• _Prompt_: Go through the listing below and repeat it exactly, dropping the pictures.

++++++++

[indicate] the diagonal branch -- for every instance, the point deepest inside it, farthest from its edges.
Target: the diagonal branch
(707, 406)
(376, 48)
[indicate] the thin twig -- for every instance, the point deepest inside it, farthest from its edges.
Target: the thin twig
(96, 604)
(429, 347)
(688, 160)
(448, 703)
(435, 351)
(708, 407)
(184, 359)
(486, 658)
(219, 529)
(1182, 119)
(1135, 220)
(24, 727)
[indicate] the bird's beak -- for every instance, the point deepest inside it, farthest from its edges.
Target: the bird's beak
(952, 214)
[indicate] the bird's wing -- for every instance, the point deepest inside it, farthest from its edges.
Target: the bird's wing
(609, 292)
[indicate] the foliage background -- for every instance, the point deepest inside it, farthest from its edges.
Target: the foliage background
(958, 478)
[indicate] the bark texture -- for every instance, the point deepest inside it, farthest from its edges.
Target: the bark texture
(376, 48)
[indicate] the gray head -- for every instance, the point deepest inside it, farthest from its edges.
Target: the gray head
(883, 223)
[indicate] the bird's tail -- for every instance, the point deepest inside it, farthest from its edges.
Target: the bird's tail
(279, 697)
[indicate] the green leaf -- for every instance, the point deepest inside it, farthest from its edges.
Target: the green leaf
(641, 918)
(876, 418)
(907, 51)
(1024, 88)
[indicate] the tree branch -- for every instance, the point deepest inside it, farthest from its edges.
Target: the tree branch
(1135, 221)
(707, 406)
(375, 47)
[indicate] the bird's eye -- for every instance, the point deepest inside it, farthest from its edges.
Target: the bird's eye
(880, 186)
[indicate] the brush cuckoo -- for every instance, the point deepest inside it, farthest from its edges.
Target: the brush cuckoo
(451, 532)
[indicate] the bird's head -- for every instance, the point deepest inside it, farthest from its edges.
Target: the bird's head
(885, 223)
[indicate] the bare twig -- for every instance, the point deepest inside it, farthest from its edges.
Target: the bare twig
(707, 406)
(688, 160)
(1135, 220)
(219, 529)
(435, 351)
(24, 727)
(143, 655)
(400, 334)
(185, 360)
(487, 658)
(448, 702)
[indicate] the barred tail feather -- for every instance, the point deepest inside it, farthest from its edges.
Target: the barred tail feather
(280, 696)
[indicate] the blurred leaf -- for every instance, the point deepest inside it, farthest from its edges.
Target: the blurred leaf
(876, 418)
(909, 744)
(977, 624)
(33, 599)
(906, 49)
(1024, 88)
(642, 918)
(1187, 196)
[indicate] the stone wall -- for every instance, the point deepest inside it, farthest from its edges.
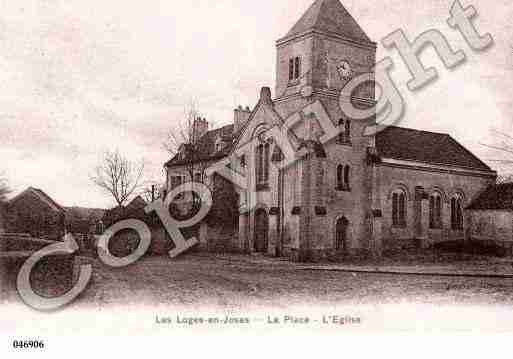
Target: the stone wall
(447, 183)
(491, 226)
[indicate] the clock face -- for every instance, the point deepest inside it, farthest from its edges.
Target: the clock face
(345, 70)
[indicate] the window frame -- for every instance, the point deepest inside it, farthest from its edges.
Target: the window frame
(399, 209)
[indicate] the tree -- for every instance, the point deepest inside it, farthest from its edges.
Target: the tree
(118, 176)
(184, 140)
(151, 193)
(4, 189)
(503, 147)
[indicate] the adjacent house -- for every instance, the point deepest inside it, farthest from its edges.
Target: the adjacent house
(34, 212)
(84, 224)
(356, 193)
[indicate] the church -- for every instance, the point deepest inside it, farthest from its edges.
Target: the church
(355, 194)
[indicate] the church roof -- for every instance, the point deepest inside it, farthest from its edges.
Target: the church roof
(329, 16)
(495, 197)
(426, 147)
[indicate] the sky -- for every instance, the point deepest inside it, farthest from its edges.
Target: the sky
(78, 77)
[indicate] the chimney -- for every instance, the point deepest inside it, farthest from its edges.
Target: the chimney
(241, 116)
(200, 128)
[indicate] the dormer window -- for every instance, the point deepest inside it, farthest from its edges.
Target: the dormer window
(219, 144)
(294, 68)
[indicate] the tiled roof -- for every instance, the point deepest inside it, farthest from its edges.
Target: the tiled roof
(495, 197)
(426, 147)
(329, 16)
(42, 196)
(206, 146)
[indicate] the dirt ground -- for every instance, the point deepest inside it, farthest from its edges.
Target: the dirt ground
(234, 283)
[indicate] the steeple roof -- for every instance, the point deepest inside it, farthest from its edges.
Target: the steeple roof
(329, 16)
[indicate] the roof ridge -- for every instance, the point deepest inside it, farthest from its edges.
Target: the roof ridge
(329, 16)
(418, 130)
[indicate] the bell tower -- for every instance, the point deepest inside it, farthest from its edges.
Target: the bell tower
(322, 52)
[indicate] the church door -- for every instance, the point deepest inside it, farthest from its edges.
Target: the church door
(341, 235)
(261, 231)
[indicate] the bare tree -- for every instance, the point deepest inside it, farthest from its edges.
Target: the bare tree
(504, 148)
(118, 176)
(151, 193)
(184, 140)
(4, 188)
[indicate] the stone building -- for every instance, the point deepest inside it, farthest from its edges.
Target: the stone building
(352, 193)
(491, 216)
(34, 212)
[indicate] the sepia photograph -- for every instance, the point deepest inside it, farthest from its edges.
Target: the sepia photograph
(331, 168)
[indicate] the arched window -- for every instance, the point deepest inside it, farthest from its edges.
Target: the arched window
(456, 213)
(435, 211)
(341, 134)
(399, 208)
(340, 177)
(262, 166)
(348, 131)
(347, 178)
(343, 178)
(266, 162)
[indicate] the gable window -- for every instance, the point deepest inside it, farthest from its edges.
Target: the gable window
(297, 68)
(262, 166)
(340, 177)
(347, 177)
(456, 213)
(399, 209)
(294, 68)
(347, 131)
(344, 136)
(343, 178)
(435, 211)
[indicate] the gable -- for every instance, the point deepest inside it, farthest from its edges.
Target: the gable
(264, 116)
(33, 195)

++++++++

• _Answer_:
[indicate] the diagonal branch -- for every instance, the point deepest inside it, farthest from its edges.
Target: the diagonal branch
(707, 406)
(376, 48)
[indicate] the thin twig -- for every instance, the point deepest inside it, farthest from its edges.
Target: the thin twig
(96, 604)
(429, 347)
(688, 160)
(448, 703)
(435, 351)
(708, 407)
(184, 359)
(486, 658)
(219, 529)
(1182, 119)
(1135, 220)
(24, 727)
[indicate] the bird's beak -- for every instance, the point deepest inside it, farthest from its edges.
Target: the bird's beak
(952, 214)
[indicate] the bird's wing -- for every instance, the point deepest inside it, farthest from its edges.
Target: the bird's wing
(609, 292)
[indicate] the foliage background -- for every instance, the point deepest inside it, farthest from its edges.
Target: the foliage background
(958, 478)
[indicate] the bark texture -- for every instance, the point deepest inside it, farthest from its edges.
Target: the bark texture
(376, 48)
[indicate] the gray head -- for every instance, the point deepest inside it, farthest from its edges.
Target: the gray head
(883, 223)
[indicate] the bird's tail -- for every instance, the point deepest inside it, farthest from its edges.
Target: the bird's tail
(279, 697)
[indicate] the green leaf -- for every instance, the point deepest inside it, farthest from its edges.
Target: the green leaf
(641, 918)
(876, 418)
(907, 51)
(1024, 88)
[indicate] the tree branch -- for every instance, the point deepest inside it, farthest from its edges.
Target: the tree branch
(1135, 221)
(707, 406)
(375, 47)
[indicate] the bird's eye -- for every instance, the point deepest inside it, farthest from its edges.
Target: the bird's eye
(880, 186)
[indicate] the brush cuckoo -- for every instance, the point deepest inside it, farthest from its edges.
Target: the brush cuckoo
(451, 532)
[indicate] the bird's head -- for every instance, the point deepest inside it, farthest from its edges.
Target: the bird's head
(885, 223)
[indicate] the bare twig -- for every instance, the point deepest inside it, farthest from its edges.
Target: the bare twig
(707, 406)
(688, 160)
(1135, 220)
(219, 529)
(435, 351)
(24, 727)
(143, 655)
(400, 334)
(185, 360)
(487, 658)
(448, 702)
[indicate] the barred tail feather -- for every instance, the point deepest inside it, farthest from its edges.
Target: the barred tail feather
(280, 696)
[indicate] the blurred leaf -- for every instance, the point deepest inside it, farthest from its edges.
Target: the blurred leaf
(876, 418)
(909, 744)
(977, 624)
(33, 599)
(906, 49)
(1024, 88)
(642, 918)
(1187, 196)
[indicate] the stone wall -- for every instance, the point deepest inside it, farthest from its edges.
Target: the stone wall
(447, 183)
(491, 226)
[indicate] the clock face -- for every instance, the point deepest inside it, farthest from its edges.
Target: the clock face
(345, 70)
[indicate] the window frame -- for every instance, the point deepest inside it, farthest from its edges.
Target: the window frame
(399, 209)
[indicate] the tree -- for every instance, the point deepest inside it, farthest from its edges.
Target: the tree
(118, 176)
(184, 140)
(151, 193)
(4, 189)
(503, 147)
[indicate] the adjacent house -- for every instance, the point deepest inside it, farthest from its edges.
Target: the adjacent house
(34, 212)
(84, 224)
(356, 193)
[indicate] the church -- for every instance, the point deepest inside it, farthest from its edges.
Target: the church
(355, 194)
[indicate] the church roof -- for every instance, the point deepest inside it, farthest from its edges.
Target: the church roof
(329, 16)
(495, 197)
(426, 147)
[indicate] the sky -- for every instance, the point deepest inside it, farthest from its edges.
Target: the sky
(78, 77)
[indicate] the chimney -- for every instance, the point deepest inside it, farthest from its edges.
Target: the chimney
(241, 116)
(200, 128)
[indicate] the dormer window -- for every instance, the point deepest inside it, farthest from its edges.
Target: the dormer window
(219, 144)
(294, 68)
[indicate] the tiled roof -- for every instance, the point deepest inside it, farthest from its edges.
Target: the tiled roof
(495, 197)
(426, 147)
(329, 16)
(42, 196)
(206, 146)
[indicate] the dirt ground -- for every instance, the point deepest inside it, farthest from its edges.
Target: the dirt ground
(234, 283)
[indicate] the steeple roof -- for every instance, the point deepest inside it, farthest from its edges.
Target: the steeple roof
(329, 16)
[indicate] the roof ridge -- for every instance, the point deepest inside it, farthest from its edges.
Target: the roof ridge
(329, 16)
(418, 130)
[indicate] the bell tower -- for every instance, the point deepest inside it, farthest from its edges.
Target: the bell tower
(322, 52)
[indicate] the church door -- for every instance, the point deepest inside it, farthest from its edges.
Target: the church door
(341, 235)
(261, 231)
[indicate] the bare tree -- for every instance, the point deepest inside it, farthest from its edges.
Target: the bare tree
(504, 148)
(118, 176)
(151, 193)
(184, 140)
(4, 188)
[indicate] the stone building -- for every instance, the point deepest inside it, farthest from its edges.
Target: the stone building
(352, 193)
(491, 216)
(34, 212)
[indicate] the sepia photograph -- for every instance, the point deepest inside it, farthest from its edges.
Target: the sepia photograph
(331, 168)
[indicate] the arched window -- for every instance, the point deepest inside it, farthest from its edges.
Target: the arched window
(456, 213)
(435, 211)
(341, 134)
(399, 208)
(340, 177)
(262, 166)
(348, 131)
(347, 178)
(343, 178)
(266, 162)
[indicate] the gable window -- for every instance, the point deepest inside it, farthest from its edges.
Target: the gable window
(297, 68)
(262, 166)
(340, 177)
(347, 177)
(456, 213)
(399, 209)
(294, 68)
(347, 131)
(344, 136)
(343, 178)
(435, 211)
[indicate] the gable -- for every instance, the point deepest inside it, farthest from its edges.
Target: the gable
(264, 116)
(33, 195)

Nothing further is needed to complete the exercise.